▼▼▼

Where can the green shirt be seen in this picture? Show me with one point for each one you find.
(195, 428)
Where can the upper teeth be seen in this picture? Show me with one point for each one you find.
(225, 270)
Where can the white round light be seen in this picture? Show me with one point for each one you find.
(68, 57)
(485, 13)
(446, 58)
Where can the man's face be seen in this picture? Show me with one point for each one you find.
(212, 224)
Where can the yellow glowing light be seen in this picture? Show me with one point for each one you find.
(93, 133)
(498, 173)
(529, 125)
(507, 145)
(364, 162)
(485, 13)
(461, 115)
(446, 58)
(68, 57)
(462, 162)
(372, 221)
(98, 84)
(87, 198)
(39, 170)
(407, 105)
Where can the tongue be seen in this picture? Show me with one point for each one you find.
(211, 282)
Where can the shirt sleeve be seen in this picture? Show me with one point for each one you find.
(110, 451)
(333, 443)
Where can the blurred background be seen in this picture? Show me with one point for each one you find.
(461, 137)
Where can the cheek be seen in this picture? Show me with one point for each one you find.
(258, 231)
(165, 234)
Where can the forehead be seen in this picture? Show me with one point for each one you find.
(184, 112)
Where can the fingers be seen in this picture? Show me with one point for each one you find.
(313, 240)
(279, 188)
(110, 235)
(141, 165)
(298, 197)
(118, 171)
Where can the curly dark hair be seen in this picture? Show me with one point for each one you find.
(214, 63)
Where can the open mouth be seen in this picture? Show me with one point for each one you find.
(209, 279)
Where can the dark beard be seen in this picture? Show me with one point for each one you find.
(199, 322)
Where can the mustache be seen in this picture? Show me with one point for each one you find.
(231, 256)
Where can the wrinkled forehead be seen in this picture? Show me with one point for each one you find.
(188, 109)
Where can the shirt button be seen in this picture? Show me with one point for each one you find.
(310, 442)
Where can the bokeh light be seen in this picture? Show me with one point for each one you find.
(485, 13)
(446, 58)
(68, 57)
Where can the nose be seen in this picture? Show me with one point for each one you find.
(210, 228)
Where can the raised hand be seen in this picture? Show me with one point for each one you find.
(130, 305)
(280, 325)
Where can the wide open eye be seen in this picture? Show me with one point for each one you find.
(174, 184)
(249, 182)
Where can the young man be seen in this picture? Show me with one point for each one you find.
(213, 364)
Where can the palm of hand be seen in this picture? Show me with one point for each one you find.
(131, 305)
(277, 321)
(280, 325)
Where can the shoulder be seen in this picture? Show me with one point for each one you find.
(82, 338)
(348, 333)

▲▲▲

Repeat every record, keeping each word and mark exactly as it is.

### [Your response]
Where can the green shirt be seen in this picture? Show me with one point for each one you find.
(195, 428)
Where can the upper teeth be seen in this picture? Show me with one point for each one you find.
(225, 270)
Where can the white round light be seen in this picture? Show me with one point for each one you find.
(68, 57)
(485, 13)
(446, 58)
Where can the man's face be seen in this picture? Show me with one point for each one you find.
(212, 224)
Where can the yellow glowing light be seen in this picture? Show me with one point for each one you find.
(93, 133)
(498, 173)
(529, 125)
(507, 145)
(364, 162)
(485, 13)
(461, 115)
(446, 58)
(68, 57)
(462, 162)
(372, 221)
(98, 84)
(87, 198)
(39, 170)
(407, 105)
Where can the tongue be seen in this picture? Show me with one point for each one you find.
(211, 282)
Where can the shirt sleeve be seen in this picture? Show me with one point for each one you find.
(110, 451)
(333, 443)
Where can the blurred background be seen in this picture? Show me with one point for each one you find.
(461, 137)
Where can the cheek be seen in this picture? Show me with one point for each one you find.
(258, 231)
(165, 234)
Where can the forehead be seen in this picture? Show me with one point for each one you find.
(184, 112)
Where can the fingers be seen in this picture? Show me with one point for each one you find.
(313, 240)
(279, 188)
(110, 235)
(141, 165)
(298, 197)
(118, 171)
Where can the curly dark hair be seen in this picture? Show me with one point for each one you find.
(214, 63)
Where can the open mouth be seen in this picture? Show me with one point for each one you find.
(209, 279)
Where can the dark beard be seen in this picture? Show me with one point for each one you find.
(199, 322)
Where can the mustache be seen in this picture? Show me with one point for each one you find.
(231, 256)
Where can the wrinkled forehead be seen in this picture? Show me with one point for each one you find.
(188, 109)
Where can the shirt button be seen in this picture? Show me with one point for each one you find.
(310, 442)
Where can the bokeh light be seen in this picture? Show me with one point for each one you find.
(485, 13)
(446, 58)
(68, 57)
Where can the nose be seen in this picture? Show me with one point for each one you find.
(210, 228)
Where can the raised hand be seen in this picture? Show me with one point for each one you find.
(130, 305)
(280, 325)
Where can the wide open eye be seen in this picture? Show me with one point for each one you find.
(174, 184)
(249, 182)
Where can the young man be seen in this picture? Show me with one point for each one you find.
(213, 364)
Where can the palm of hand be seen in this picture? Show me with one point for each one you find.
(131, 305)
(277, 321)
(280, 325)
Where can the shoulder be seen in this picture? Show me with one point for each one you find.
(82, 338)
(348, 333)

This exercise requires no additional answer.